§ Records for this exercise
────
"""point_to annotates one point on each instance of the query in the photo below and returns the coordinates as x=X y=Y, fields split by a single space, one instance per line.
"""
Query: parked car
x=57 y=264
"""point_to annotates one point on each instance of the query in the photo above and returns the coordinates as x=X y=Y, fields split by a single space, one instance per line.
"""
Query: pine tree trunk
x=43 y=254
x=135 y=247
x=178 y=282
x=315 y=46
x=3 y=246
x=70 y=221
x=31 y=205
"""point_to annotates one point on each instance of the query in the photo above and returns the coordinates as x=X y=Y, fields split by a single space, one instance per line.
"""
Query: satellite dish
────
§ What is being asked
Switch every "split" in the data to "separated" and reproduce the data with no other changes.

§ Result of the exercise
"""point_to annotates one point on each instance of the query in the photo below and returns the coordinates as x=X y=Y, fields separated by a single space, one instance per line.
"""
Query: parked car
x=57 y=264
"""point_to annotates one point on each instance of the query in the photo above and returns the coordinates as x=X y=Y, fields separated by a single space, one instance per line.
"""
Query: pine tree trunk
x=43 y=254
x=135 y=247
x=178 y=282
x=315 y=46
x=3 y=246
x=70 y=221
x=31 y=205
"""point_to annotates one point on each instance of the query in the photo above and returns the coordinates as x=X y=Y, fields separated by a single space, one instance per line.
"""
Query: satellite dish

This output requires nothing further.